Everything from the line containing "Note: for every instance of the t-shirt" through the final line of the records must be transcribed verbatim; nothing else belongs in the result.

▼

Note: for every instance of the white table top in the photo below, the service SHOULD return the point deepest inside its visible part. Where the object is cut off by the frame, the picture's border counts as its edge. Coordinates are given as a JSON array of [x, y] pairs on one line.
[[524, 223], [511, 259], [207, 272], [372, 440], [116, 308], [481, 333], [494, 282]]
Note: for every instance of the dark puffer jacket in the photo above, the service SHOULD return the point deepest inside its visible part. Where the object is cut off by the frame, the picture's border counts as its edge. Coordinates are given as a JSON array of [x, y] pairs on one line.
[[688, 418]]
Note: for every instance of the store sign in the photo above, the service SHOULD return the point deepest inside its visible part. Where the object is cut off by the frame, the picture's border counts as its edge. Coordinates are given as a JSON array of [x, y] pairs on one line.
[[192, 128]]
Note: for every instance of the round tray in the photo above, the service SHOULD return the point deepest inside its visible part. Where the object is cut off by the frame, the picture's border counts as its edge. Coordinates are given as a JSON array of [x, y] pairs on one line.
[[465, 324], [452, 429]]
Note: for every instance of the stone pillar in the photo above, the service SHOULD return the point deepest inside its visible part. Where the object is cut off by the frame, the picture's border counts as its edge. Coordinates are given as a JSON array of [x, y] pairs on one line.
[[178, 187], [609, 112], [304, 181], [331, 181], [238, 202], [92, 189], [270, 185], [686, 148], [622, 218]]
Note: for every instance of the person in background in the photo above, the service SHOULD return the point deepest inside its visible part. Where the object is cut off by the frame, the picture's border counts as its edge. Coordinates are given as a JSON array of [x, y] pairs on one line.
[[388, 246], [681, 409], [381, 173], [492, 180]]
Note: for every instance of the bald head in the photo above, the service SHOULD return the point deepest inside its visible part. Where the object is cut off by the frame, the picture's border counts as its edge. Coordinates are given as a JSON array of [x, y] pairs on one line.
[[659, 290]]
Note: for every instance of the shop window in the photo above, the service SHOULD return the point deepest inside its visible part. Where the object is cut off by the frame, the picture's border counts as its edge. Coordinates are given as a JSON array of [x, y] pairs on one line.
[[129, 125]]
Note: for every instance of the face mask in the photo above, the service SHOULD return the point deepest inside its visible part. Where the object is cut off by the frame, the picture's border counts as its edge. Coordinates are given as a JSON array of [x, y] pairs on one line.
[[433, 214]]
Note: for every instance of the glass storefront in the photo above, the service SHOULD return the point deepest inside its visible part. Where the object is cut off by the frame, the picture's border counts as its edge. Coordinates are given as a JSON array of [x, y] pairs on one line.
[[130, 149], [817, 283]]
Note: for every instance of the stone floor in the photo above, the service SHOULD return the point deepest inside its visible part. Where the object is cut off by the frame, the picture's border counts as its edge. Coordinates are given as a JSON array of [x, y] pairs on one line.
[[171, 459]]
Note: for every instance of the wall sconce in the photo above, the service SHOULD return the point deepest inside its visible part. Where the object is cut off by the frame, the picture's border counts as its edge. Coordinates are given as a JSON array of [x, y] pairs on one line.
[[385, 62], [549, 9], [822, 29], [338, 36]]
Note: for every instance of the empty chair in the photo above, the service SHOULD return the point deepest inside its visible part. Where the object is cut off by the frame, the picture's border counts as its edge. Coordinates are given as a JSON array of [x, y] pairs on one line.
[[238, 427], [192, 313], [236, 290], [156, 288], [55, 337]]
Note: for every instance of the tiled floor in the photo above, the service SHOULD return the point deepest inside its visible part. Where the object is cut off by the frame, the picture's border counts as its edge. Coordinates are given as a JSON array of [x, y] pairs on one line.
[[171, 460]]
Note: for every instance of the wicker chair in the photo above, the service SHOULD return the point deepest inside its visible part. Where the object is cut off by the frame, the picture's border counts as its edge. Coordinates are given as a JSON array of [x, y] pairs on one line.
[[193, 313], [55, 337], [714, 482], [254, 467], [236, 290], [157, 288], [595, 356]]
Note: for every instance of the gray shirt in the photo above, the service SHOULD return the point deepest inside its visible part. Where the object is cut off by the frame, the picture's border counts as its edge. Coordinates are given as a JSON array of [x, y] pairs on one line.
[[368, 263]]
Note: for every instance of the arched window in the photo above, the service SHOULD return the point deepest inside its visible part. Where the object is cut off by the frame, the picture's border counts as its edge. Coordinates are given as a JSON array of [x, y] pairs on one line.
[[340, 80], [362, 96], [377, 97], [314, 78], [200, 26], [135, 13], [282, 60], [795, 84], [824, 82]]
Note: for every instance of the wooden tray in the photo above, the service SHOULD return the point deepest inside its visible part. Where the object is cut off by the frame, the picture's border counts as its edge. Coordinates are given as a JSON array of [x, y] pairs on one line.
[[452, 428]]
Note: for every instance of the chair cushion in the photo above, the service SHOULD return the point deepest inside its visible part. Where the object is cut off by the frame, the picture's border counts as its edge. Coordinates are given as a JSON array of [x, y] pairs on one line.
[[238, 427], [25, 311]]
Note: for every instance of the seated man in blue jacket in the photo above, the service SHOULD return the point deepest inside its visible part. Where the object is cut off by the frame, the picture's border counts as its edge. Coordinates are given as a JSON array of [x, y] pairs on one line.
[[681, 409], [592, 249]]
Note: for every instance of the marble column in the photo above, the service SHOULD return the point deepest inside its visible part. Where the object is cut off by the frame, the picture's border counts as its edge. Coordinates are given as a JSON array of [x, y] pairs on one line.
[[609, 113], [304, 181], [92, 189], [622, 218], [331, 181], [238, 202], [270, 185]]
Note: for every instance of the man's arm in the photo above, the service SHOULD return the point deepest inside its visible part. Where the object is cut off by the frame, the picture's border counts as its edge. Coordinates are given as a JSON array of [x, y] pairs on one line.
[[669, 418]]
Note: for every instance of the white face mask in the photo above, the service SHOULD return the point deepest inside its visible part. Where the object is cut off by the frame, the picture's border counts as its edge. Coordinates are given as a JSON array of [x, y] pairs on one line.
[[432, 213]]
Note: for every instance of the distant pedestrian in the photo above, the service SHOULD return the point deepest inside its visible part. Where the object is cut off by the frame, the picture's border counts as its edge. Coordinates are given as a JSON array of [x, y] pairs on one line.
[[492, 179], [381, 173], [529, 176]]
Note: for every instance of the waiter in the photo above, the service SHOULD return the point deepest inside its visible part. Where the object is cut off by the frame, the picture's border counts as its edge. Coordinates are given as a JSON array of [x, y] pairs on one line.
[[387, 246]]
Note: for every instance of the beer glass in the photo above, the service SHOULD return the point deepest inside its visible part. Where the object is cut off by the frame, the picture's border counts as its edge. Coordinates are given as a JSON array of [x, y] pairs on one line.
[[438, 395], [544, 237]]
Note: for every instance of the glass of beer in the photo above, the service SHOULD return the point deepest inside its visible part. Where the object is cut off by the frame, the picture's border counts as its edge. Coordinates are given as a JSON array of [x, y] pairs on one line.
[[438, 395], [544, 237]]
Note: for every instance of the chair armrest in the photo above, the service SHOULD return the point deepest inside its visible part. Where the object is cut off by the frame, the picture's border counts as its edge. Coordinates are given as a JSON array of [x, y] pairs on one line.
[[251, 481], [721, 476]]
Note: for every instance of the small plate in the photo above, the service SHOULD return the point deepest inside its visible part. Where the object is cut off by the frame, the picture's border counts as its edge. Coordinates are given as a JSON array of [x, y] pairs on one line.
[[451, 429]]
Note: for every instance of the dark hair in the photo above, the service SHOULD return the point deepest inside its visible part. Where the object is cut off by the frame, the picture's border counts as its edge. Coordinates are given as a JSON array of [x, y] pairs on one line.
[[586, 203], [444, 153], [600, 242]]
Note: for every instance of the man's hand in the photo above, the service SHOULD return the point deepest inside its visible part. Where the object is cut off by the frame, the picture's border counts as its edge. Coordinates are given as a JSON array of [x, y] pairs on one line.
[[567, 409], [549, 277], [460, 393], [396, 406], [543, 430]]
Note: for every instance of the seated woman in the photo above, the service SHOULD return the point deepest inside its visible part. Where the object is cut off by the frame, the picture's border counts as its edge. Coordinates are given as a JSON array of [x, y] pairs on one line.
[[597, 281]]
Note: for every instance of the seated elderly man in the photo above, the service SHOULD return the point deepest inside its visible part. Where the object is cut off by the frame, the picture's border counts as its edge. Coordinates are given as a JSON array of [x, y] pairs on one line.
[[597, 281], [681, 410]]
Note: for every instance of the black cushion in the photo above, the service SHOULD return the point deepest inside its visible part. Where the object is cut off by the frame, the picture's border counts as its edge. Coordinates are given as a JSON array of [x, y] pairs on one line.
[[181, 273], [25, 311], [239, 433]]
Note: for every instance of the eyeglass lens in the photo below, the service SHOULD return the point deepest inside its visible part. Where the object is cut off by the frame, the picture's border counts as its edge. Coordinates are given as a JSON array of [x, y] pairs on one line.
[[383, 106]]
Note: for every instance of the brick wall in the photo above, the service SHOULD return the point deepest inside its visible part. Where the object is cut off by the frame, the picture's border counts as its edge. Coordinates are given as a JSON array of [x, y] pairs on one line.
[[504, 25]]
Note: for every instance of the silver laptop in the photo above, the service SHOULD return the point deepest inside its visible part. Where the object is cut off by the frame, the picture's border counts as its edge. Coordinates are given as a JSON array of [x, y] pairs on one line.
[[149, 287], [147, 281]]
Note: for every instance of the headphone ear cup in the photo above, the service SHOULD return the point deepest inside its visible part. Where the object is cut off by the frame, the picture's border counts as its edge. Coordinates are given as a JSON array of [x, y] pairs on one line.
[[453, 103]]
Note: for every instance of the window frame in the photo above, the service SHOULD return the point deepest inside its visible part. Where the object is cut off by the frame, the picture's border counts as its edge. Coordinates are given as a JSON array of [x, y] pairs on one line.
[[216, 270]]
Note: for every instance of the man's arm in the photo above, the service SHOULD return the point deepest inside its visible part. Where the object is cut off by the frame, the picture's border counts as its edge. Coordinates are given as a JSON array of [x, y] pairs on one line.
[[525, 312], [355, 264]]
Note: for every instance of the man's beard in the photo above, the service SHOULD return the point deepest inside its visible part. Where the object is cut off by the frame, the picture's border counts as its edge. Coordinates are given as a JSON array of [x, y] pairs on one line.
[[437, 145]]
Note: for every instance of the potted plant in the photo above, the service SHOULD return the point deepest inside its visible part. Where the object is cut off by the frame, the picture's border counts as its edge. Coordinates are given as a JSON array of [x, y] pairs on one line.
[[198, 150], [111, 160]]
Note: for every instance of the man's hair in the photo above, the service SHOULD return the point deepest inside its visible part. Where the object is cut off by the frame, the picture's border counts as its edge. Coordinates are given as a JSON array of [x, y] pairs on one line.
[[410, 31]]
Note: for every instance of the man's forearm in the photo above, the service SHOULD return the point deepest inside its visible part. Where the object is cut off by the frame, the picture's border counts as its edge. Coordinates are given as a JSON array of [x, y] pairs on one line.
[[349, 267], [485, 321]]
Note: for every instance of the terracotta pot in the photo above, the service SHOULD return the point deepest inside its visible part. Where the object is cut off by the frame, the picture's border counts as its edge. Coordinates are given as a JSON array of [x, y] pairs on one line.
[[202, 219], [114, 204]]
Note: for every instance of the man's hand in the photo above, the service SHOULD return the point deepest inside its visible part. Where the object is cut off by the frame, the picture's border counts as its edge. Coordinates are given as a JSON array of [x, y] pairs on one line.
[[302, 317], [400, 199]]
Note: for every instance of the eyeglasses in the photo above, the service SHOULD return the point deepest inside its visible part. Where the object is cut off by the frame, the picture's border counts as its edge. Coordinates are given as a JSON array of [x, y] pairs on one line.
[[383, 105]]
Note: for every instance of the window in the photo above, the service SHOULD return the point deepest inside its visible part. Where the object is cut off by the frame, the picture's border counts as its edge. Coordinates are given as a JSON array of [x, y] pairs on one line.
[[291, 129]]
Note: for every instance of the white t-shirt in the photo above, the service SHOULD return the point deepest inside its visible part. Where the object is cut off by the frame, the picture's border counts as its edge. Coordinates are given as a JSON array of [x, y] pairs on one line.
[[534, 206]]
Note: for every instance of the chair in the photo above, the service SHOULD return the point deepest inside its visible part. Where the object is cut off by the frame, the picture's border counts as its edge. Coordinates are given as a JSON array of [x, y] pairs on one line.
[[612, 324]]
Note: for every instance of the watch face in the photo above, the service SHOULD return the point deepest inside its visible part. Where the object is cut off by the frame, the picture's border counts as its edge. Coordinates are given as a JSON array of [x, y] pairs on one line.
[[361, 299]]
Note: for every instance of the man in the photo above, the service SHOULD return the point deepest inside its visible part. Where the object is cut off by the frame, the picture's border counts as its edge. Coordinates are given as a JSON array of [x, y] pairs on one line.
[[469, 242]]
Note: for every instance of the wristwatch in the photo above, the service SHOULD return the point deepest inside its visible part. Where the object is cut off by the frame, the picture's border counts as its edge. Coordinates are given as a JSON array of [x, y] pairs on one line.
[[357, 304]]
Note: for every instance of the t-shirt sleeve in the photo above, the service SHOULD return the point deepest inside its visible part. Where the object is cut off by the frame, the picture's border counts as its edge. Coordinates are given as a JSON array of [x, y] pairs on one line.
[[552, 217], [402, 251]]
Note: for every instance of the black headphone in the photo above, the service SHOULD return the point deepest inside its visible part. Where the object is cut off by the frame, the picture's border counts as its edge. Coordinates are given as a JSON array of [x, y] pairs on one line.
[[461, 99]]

▲

Exercise result ::
Note: for every instance of the t-shirt sleeve in the photo above, the service SHOULD return the point deepest inside its visible part. Where the object is cut off by the frame, the picture's border counts as its edge. Coordinates are given as a JSON array of [x, y] pairs on one line.
[[552, 217], [402, 251]]
Note: for every instance of the black headphone in the photo above, the service SHOULD return the point deepest inside its visible part. Where the object is cut off by the frame, the picture's border counts as its edge. Coordinates are given as a JSON array of [x, y] pairs on one line.
[[461, 99]]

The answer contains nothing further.